— start of SUPPLIED MATERIAL —

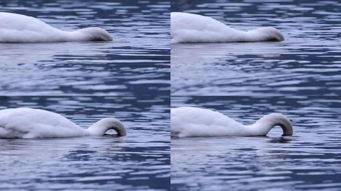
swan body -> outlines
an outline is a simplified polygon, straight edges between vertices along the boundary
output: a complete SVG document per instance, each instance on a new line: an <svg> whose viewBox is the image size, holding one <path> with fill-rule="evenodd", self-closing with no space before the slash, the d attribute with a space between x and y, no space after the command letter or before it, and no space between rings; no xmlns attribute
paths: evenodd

— end of SUPPLIED MATERIAL —
— start of SUPPLIED MATERIAL —

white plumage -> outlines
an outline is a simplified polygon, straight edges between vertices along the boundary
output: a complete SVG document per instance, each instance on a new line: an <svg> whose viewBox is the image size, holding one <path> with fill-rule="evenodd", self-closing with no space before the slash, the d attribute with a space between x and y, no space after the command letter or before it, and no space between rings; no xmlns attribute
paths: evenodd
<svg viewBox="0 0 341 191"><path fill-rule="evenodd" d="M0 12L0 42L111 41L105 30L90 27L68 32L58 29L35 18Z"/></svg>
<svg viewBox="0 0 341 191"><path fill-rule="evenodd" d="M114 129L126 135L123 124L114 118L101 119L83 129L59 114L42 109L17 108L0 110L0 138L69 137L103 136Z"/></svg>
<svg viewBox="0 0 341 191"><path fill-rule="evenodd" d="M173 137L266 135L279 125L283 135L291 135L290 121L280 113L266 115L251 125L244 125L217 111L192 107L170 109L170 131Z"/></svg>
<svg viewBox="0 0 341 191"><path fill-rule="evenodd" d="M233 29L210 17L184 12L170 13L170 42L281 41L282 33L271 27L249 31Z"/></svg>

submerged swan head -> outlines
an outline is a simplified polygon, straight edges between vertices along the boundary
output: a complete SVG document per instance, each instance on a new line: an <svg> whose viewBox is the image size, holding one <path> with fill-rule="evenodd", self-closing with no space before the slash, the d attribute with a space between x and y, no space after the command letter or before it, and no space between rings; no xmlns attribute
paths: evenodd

— end of SUPPLIED MATERIAL —
— start of SUPPLIED MATERIAL —

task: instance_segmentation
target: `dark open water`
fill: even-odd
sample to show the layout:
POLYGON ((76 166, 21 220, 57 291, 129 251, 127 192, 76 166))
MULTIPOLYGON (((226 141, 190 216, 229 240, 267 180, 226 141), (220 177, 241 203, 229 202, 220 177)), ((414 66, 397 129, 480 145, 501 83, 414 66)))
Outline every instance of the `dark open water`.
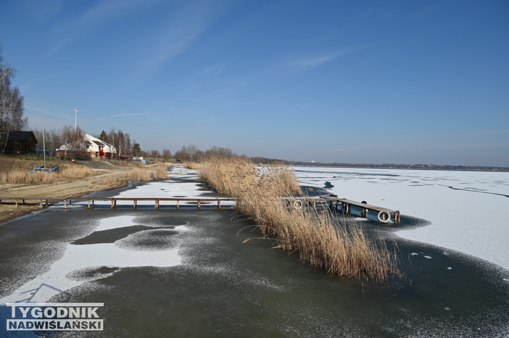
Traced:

— end of SUPPLIED MATERIAL —

* _TO BE DONE_
Retype the lines from the line with "white plumage -> outlines" up to and including the line with "137L266 135L279 125L283", keeping each one unchanged.

* _RESPONSE TO THE TASK_
white plumage -> outlines
an outline is a simplified polygon, straight edges between vertices along the boundary
output: a complete SVG document per instance, each instance on a new line: an <svg> whose viewBox is the image size, holding one <path> with fill-rule="evenodd", self-closing with no space before the slash, the d attribute with a space between x and y, no space after the command letter or before it, and no space between rings; no xmlns attribute
paths: evenodd
<svg viewBox="0 0 341 191"><path fill-rule="evenodd" d="M0 12L0 42L111 41L105 30L90 27L68 32L58 29L35 18Z"/></svg>
<svg viewBox="0 0 341 191"><path fill-rule="evenodd" d="M114 129L126 135L123 124L114 118L101 119L83 129L59 114L42 109L17 108L0 110L0 138L69 137L103 136Z"/></svg>
<svg viewBox="0 0 341 191"><path fill-rule="evenodd" d="M173 137L266 135L279 125L283 135L291 135L290 121L280 113L266 115L251 125L244 125L217 111L192 107L170 109L170 131Z"/></svg>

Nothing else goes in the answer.